4.2. Aerosol Indirect Effect in Continental Cumuli

[20] From the CAIPEEX research flights, fourteen continental flights conducted from PTK, HYD, BLY and PNE listed in Table 1 were selected for indirect effect analysis. It can be noted from Figure 6 that of these flights, the average LWC on nine days had similar values ranging from 0.32 to 0.44 except flights over BLY region, which had higher LWC values. Hence, the analyses of BLY flights were restricted to lower cloud depths so as to have similar LWC values for AIE analysis. Figure 6 includes the cloud base and cloud top heights probed of each flight considered in the analysis. Figure 7ashows the scatterplot between flight-averaged sub-cloud Nacc and Nc. Nc is proportional to Nacc and this can be expressed by equation (7).

Figure 6.

Day-to-day variations in the flight-averaged liquid water content (LWC), cloud base and top heights of 14 continental research flights during CAIPEEX-I. The rectangle covers flights where LWC is higher and hence cloud depths were restricted to match LWC of other flights for further analysis.

Figure 7.

(a) Scatterplot showing the relation between sub-cloud accumulation mode aerosol concentration (Nacc) and cloud droplet number concentration (Nc); (b) cloud effective radius (Reff) versus Nacc; (c) relative dispersion versus Nacc; and (d) scatterplot between liquid per droplet (L/Nc) and effective radius ratio (β). The error bars shown in the figure correspond to standard deviation of the observations. Data points are included in Table 1.

→ DATA LINES
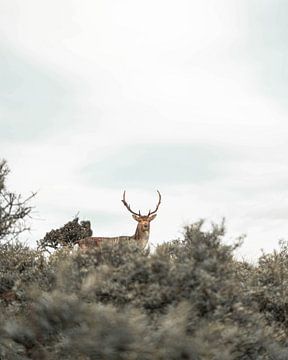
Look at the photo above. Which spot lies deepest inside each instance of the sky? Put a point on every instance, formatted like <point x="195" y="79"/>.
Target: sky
<point x="188" y="97"/>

→ EXERCISE BRIEF
Answer these about the cumulus excerpt:
1. How many continental flights were selected for the indirect effect analysis?
2. What range of average LWC values did the flights on nine days show?
3. What do the error bars in Figure 7 correspond to?
The listing plays no part in this work.

→ RESPONSE
1. Fourteen.
2. From 0.32 to 0.44.
3. The standard deviation of the observations.